Please copy the lines of the records below, word for word, between the line holding "Identify the eye in" and the line holding "pixel 150 190", inclusive.

# PROVIDED DATA:
* begin *

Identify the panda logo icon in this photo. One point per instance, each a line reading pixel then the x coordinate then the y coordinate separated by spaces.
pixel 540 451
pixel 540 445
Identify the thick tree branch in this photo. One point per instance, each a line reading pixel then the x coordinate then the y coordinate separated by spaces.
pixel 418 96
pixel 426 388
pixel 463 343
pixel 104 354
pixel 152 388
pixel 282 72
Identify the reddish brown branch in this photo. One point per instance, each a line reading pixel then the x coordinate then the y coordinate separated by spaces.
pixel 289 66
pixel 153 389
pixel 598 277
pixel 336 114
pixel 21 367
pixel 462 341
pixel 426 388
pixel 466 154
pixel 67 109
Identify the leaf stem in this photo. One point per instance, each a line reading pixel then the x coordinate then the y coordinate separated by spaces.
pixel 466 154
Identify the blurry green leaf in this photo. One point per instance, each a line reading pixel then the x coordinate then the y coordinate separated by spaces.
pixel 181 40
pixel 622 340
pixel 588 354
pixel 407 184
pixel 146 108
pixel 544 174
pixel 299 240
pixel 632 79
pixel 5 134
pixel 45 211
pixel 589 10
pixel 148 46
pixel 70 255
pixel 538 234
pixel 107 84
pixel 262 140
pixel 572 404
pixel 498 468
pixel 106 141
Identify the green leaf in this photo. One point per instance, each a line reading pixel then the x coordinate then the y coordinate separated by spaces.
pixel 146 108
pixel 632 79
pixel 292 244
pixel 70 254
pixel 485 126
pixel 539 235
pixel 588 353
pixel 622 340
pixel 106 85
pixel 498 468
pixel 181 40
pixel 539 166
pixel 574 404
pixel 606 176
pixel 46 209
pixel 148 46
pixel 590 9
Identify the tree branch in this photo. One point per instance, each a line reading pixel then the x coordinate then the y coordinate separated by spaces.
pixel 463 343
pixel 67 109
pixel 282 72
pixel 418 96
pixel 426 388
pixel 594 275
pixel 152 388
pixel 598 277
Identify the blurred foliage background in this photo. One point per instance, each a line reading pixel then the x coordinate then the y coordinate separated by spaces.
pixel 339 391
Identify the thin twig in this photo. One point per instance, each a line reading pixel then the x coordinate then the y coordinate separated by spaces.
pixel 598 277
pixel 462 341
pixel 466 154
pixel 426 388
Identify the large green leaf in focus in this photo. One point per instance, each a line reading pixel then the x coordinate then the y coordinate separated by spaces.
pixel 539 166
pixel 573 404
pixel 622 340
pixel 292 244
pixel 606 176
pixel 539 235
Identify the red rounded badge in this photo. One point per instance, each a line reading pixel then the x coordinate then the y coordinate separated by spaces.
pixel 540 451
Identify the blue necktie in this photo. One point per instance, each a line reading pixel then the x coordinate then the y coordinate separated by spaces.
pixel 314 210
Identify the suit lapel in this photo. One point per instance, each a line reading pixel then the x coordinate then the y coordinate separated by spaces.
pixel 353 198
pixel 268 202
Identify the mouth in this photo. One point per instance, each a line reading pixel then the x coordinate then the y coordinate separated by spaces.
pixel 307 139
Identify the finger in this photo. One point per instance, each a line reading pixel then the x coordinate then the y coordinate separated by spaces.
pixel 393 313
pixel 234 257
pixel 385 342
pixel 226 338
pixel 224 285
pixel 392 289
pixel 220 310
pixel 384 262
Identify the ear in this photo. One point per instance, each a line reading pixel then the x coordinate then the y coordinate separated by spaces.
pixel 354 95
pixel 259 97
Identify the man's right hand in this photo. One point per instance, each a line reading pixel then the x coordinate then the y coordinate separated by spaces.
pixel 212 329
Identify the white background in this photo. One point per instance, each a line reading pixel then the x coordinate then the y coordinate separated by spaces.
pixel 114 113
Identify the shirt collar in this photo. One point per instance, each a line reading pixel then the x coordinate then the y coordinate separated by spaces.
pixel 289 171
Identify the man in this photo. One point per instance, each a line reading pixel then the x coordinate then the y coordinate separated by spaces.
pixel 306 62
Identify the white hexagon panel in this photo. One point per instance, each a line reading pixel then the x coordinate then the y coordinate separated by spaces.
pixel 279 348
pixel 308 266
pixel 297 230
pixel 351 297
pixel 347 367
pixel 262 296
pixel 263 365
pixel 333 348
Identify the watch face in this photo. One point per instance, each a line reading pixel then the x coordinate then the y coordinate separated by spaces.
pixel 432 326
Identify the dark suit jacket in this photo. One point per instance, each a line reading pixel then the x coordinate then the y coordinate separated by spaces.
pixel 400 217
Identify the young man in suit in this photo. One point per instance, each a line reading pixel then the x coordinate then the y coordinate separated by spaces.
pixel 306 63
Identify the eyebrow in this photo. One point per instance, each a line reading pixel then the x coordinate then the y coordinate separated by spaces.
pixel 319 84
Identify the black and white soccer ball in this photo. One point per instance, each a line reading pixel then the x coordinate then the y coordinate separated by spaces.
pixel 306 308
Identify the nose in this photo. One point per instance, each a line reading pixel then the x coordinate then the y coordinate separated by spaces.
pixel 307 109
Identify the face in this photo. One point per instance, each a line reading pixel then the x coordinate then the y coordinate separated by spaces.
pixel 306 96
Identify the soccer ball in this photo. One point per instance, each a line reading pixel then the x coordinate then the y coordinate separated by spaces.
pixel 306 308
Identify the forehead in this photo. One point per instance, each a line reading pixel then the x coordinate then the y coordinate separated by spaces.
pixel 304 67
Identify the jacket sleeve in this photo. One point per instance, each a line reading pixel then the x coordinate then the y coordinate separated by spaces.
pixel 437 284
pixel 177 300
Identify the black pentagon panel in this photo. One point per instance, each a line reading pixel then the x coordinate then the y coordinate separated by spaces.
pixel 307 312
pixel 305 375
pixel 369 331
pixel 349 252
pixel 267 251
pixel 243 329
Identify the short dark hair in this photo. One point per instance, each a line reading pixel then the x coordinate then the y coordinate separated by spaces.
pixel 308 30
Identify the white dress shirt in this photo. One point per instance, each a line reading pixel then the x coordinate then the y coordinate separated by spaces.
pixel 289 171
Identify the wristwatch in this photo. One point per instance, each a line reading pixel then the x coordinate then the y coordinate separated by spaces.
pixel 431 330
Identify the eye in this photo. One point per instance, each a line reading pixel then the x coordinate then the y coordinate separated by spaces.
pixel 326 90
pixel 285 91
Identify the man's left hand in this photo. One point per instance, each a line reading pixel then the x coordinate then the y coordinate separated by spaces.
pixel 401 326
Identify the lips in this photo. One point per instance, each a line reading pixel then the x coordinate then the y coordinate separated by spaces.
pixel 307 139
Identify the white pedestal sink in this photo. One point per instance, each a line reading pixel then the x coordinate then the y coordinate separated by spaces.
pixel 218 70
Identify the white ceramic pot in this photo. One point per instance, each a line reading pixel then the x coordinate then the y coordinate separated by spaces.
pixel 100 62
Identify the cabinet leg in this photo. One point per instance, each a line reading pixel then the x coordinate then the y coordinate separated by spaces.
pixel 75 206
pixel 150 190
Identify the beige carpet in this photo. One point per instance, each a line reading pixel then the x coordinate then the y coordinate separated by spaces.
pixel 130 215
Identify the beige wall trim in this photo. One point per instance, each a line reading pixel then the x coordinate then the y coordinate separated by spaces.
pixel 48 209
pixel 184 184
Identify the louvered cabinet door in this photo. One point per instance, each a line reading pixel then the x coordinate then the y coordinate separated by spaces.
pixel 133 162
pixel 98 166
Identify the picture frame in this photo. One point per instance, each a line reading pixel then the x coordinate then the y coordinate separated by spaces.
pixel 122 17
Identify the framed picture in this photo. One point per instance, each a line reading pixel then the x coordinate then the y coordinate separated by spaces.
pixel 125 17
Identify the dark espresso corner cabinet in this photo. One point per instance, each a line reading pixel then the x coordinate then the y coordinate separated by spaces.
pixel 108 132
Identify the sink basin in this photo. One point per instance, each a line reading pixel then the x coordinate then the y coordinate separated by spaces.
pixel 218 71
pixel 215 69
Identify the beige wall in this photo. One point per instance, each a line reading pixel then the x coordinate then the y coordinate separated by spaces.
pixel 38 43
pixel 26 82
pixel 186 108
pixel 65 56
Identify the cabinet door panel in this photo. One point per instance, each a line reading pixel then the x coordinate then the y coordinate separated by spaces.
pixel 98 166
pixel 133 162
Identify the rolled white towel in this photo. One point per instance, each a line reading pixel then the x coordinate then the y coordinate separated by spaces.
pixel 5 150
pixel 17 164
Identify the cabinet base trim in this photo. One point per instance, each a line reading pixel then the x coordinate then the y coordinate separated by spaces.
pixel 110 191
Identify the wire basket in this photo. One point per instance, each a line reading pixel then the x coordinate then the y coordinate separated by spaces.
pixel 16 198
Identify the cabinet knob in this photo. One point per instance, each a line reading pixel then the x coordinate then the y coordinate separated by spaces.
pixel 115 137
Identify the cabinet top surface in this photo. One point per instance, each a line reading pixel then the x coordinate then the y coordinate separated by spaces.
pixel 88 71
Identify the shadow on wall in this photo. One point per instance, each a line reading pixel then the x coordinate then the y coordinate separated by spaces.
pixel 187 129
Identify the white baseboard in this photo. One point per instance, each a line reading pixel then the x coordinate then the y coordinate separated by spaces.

* end *

# ANSWER TO THIS TASK:
Identify the eye in this photo. One point per instance, each a line reading pixel then the x coordinate then the y coordinate separated by spaces.
pixel 326 90
pixel 285 91
Identify the man's left hand in this photo. One point per instance, each a line reading pixel then the x coordinate then the y coordinate separated by spaces.
pixel 401 326
Identify the lips in this photo. One point per instance, each a line reading pixel then the x coordinate then the y coordinate separated by spaces.
pixel 307 139
Identify the white pedestal sink in this photo. One point per instance, each a line reading pixel then the x coordinate then the y coordinate separated by spaces.
pixel 218 70
Identify the white ceramic pot in this photo. One point per instance, each a line reading pixel then the x coordinate then the y coordinate separated by spaces.
pixel 100 62
Identify the cabinet leg in this photo. One point per instance, each a line reading pixel then the x coordinate then the y coordinate separated by spaces.
pixel 75 206
pixel 150 190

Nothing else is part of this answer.